----- INFORMATION PROVIDED

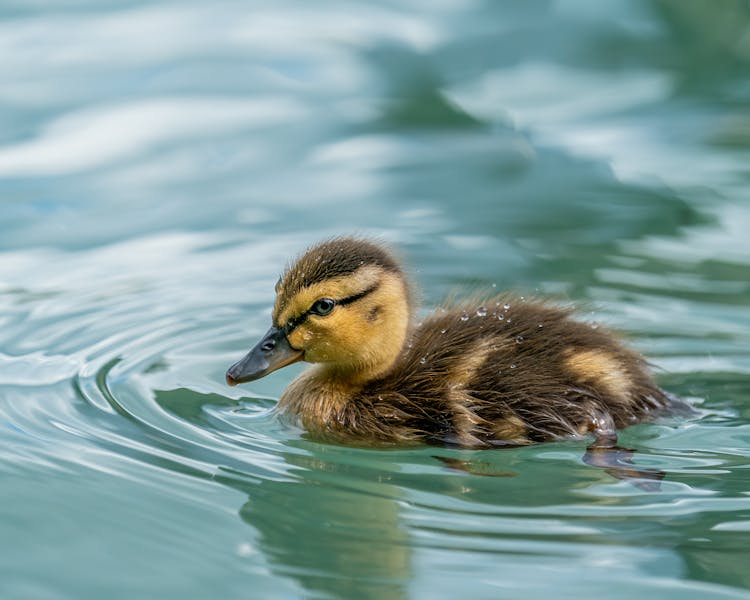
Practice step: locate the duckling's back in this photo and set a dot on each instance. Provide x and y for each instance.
(505, 372)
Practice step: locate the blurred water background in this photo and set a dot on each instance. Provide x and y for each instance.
(161, 161)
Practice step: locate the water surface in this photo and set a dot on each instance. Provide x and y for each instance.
(161, 161)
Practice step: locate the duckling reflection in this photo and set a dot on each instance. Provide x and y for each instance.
(336, 540)
(476, 375)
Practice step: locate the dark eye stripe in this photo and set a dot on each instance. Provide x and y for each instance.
(292, 324)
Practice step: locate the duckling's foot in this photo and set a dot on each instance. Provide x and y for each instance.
(617, 461)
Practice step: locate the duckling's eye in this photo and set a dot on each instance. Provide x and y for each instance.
(322, 307)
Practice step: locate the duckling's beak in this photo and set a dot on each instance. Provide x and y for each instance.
(270, 353)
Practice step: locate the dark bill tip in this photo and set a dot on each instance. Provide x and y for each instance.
(272, 352)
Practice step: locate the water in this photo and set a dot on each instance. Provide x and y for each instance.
(161, 161)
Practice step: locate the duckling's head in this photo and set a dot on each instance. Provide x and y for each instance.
(344, 303)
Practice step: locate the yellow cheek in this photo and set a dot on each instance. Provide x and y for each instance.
(299, 338)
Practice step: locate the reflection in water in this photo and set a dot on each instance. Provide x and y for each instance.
(335, 540)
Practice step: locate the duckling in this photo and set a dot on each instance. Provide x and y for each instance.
(481, 373)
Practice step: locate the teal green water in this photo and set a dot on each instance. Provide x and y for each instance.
(161, 161)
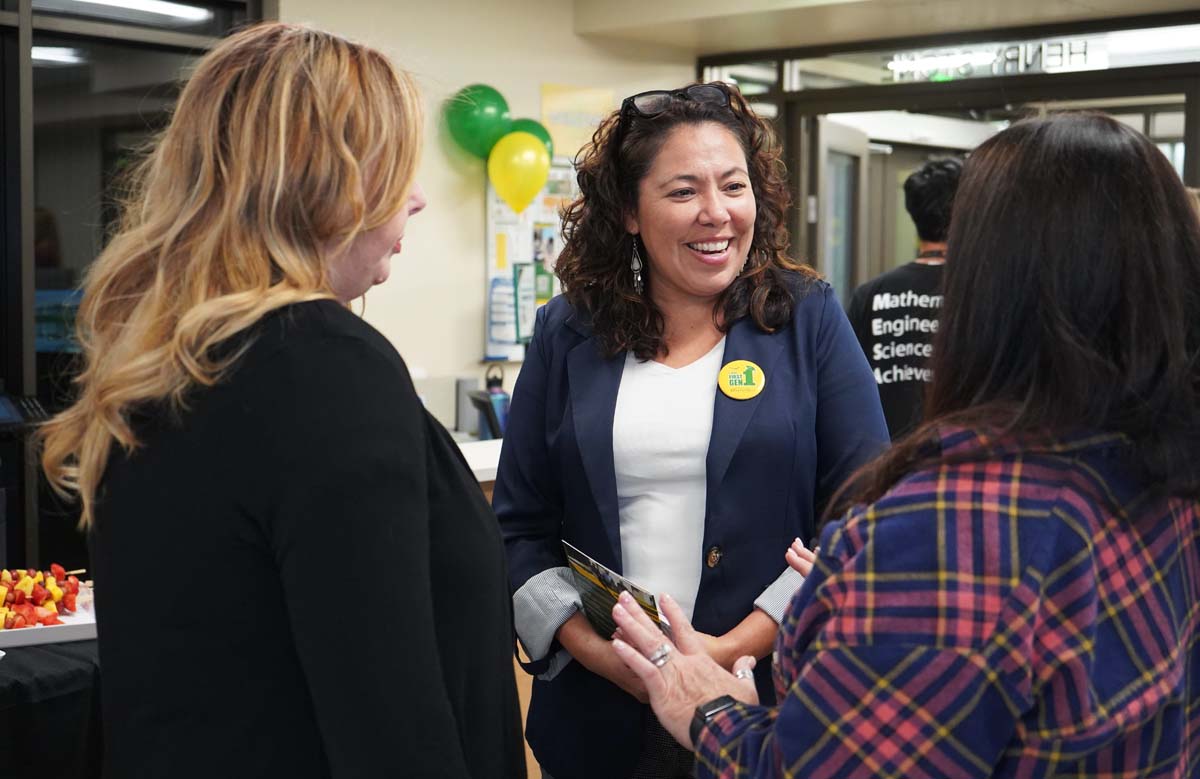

----------

* **WORK INSTRUCTION**
Each record must appear again exactly as written above, without its pictures.

* **SOLVED PROBLEM**
Practice step: locate the duckling's back in this photo and set a dot on each instance. Provide x and y for each instance.
(505, 372)
Practice step: locate the blurred water background in this photo and set a dot on each instance. Provide x and y for each instance.
(161, 161)
Practice step: locate the water surface in this photo and set a dot on each instance. Provide x and y for each instance.
(161, 161)
Practice step: locate the duckling reflection in this photo and set a dot on each instance. Provide x and y for each instance.
(336, 540)
(476, 375)
Practice step: locate the dark eye stripe in this photo and set a dot on each instance. Provide x and y for each instance.
(292, 324)
Practice step: locate the duckling's foot in this photo and set a dot on each instance. Provide x and y for each instance.
(617, 461)
Practice step: locate the duckling's eye in this photo and set a dot on each instance. Provide x and y for each instance.
(322, 307)
Practice step: locate the duckling's beak in this photo and set a dot on each instance. Provide x and y for each instance.
(270, 353)
Practice step: locate the dark bill tip in this photo and set a dot on each instance. Provide x and y for each instance.
(272, 352)
Practice step: locate the water in this photo and set a dot on each instance. Provide x and y for each instance.
(161, 161)
Practice step: locate the duckling's head in this photo and set a dot on each instance. Provide x and y for each instance.
(344, 303)
Practice step: locate the yellow cheek in this photo and set a dot on each instance. Provide x and y for each instance.
(299, 338)
Practice step: locate the reflection in water in this photo and set a dot on each instance. Provide x and y for each instance.
(335, 540)
Practice step: locate the duckling in this photo and set a dot on each instance. Provide x and y for each instance.
(481, 373)
Practice step: locate the teal green water in this photo and set a dot on each instance. Provide x and y for each instance.
(161, 161)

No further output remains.